§ **Directions for this task**:
Carry forward the account of militarization and mining-company paramilitaries in the Philippines, picking up after its final sentence.

§ **Text shown**:
#####

Then there is the militarization of communities, which is particularly thorough in areas where there are large indigenous populations, because of the natural wealth of the land. The military will move into an area and bivouac, taking over schools, often the only public buildings. They abuse women and children, including sex crimes against women. In the case of Tubo, the community I stayed with for three days, along with other members of our delegation, they trampled entire rice crops, which deprives villages of their primary food source.
Also, in a new and disturbing development made possible in October of 2011, President Aquino has authorized the deployment of paramilitaries, known as the Special Civilian Armed Forces Geographical Unit Active Auxiliary, or the SCAA. Colloquially in the Philippines they are known as goons, and the three Gs combined—goons, gold, and guns—have mayhem breaking loose.
Presently, there is a request before the congress of the Philippines to conduct an investigation into the human rights abuses as practised by a paramilitary who has been hired by the Canadian mining firm TVRID, which is a subsidiary of TVI Pacific, a publicly traded Canadian mining company based in Calgary, Alberta.
It is an extremely disturbing development as mining companies now have the capacity to hire these private militias, which are armed and trained by the armed forces of the Philippines, and there is a total lack of accountability for any of their actions. Congressman Tinio, who has asked for the investigation in the Congress, alleges that the paramilitary engaged by TVI have committed human rights violations in preparation for establishing an open-pit gold mine, including demolishing people's homes, bulldozing subsistence plots, destroying small-scale mining equipment, performing illegal searches and arrests, setting up checkpoints, imposing blockades to prevent supplies from reaching isolated communities, and fencing off the only mountain stream that serves as the main source of water for the community. This example is duplicated throughout the Philippines. The private armies spell out, writ large, misery and suffering for the vulnerable groups like labourers, farmers, and indigenous people.

#####

§ **Data extract**:
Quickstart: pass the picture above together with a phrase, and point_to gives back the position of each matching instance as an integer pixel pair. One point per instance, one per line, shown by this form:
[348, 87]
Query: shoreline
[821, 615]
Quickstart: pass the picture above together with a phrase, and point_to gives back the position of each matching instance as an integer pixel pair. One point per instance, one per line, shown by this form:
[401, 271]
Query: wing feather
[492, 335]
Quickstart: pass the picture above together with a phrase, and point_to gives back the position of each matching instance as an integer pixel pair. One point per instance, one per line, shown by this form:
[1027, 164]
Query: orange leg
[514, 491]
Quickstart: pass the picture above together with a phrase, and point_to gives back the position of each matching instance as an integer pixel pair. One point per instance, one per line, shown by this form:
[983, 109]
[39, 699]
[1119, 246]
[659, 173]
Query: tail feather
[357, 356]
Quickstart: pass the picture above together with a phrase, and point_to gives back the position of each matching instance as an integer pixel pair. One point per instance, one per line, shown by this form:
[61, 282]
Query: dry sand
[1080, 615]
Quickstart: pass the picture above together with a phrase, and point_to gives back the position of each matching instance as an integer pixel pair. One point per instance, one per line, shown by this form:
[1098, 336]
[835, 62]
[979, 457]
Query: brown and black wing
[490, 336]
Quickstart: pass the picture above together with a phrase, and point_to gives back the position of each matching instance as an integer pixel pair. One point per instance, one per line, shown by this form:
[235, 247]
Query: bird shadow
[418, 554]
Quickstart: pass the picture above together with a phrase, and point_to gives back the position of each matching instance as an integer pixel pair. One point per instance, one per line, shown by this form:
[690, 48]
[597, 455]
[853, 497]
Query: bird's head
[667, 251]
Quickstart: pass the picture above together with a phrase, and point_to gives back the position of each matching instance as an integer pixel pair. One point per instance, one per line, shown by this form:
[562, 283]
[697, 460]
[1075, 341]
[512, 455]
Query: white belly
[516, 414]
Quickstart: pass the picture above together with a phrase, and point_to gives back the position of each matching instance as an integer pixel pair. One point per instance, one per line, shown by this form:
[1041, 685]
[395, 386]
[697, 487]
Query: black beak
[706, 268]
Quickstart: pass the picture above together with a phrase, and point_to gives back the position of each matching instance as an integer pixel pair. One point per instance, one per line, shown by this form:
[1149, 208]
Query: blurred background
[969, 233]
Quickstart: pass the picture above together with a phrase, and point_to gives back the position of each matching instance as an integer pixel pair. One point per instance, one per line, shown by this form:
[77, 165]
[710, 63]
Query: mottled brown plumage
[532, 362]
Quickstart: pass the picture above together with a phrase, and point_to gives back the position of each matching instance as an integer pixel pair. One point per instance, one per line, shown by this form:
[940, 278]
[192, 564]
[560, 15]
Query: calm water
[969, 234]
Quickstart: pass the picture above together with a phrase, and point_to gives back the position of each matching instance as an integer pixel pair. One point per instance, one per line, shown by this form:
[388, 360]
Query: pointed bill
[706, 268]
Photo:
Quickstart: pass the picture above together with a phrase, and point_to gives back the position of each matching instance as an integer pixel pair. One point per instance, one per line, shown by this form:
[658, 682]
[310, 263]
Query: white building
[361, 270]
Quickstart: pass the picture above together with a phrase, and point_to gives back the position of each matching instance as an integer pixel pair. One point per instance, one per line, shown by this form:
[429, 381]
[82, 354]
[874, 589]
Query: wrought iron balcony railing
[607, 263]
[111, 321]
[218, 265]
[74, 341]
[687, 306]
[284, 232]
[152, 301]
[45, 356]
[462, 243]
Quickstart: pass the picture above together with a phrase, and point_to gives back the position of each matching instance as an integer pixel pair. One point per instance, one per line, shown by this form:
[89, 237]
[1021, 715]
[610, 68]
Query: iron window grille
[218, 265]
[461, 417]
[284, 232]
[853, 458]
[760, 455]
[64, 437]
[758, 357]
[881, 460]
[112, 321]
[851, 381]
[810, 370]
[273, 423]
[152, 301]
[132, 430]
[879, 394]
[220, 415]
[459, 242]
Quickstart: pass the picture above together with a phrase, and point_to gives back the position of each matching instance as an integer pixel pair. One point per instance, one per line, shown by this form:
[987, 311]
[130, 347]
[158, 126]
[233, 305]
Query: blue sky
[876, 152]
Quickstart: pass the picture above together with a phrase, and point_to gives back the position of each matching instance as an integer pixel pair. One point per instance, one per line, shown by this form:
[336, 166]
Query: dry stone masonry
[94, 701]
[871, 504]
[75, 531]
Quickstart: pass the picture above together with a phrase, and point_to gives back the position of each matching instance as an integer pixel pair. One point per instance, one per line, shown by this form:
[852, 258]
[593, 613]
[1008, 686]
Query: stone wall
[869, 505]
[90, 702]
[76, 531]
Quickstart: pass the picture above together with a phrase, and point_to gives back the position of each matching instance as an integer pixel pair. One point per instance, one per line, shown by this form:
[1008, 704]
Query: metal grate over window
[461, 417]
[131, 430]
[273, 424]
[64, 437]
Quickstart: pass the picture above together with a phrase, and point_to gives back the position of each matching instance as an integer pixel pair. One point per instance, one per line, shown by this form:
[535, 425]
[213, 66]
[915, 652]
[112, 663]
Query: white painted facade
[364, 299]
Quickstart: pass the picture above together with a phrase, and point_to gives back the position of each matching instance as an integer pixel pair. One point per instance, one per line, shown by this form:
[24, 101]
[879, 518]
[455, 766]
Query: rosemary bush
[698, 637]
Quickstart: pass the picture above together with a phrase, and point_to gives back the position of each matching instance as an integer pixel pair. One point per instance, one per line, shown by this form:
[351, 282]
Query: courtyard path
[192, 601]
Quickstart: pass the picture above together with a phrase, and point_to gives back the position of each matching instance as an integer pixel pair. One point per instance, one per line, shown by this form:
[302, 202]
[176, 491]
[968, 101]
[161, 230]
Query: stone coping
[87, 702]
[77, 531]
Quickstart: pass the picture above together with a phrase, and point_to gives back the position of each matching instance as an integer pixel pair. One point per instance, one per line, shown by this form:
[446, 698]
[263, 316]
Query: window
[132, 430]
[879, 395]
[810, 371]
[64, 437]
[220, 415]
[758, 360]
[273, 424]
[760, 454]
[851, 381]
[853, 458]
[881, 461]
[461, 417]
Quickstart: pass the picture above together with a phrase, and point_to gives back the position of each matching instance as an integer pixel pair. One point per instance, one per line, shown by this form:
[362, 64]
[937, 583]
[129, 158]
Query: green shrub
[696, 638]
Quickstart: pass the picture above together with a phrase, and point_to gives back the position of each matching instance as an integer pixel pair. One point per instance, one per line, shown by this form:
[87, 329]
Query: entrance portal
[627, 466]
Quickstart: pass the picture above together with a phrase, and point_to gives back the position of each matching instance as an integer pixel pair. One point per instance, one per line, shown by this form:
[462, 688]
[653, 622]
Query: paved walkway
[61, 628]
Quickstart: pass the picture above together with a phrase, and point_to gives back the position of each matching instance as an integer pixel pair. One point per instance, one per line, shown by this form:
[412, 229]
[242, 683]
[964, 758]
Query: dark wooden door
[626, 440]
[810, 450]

#####

§ **Answer to this task**:
In closing, Mr. Chair, the indigenous people have for centuries resisted incursions onto their ancestral lands. To deploy professional armies, paramilitaries, and goons to advance corporate interests constitutes a form of depraved indifference, which is by definition an act so deficient in a moral sense of concern and so lacking in regard for the life of others, so blameworthy as to warrant the same criminal liability as that which the law imposes upon a person who intentionally causes a crime, and it rests really in the hands of a complacent and ill-informed Canadian public, a Canadian government that intentionally blinds its own seeing eyes to the fundamental injustices that we allow and do not call out.
We have three very simple requests and recommendations.
Concerning vilification, we ask that the Canadian government intervene with the Government of the Philippines and have removed from the watch lists and lists of battle the National Council of Churches in the Philippines, the United Church of Christ in the Philippines, the Cordillera Human Rights Alliance, the Cordillera Peoples Alliance, and the regional ecumenical council, as they are victims of torture, extrajudicial killings, and enforced disappearances, among other violations.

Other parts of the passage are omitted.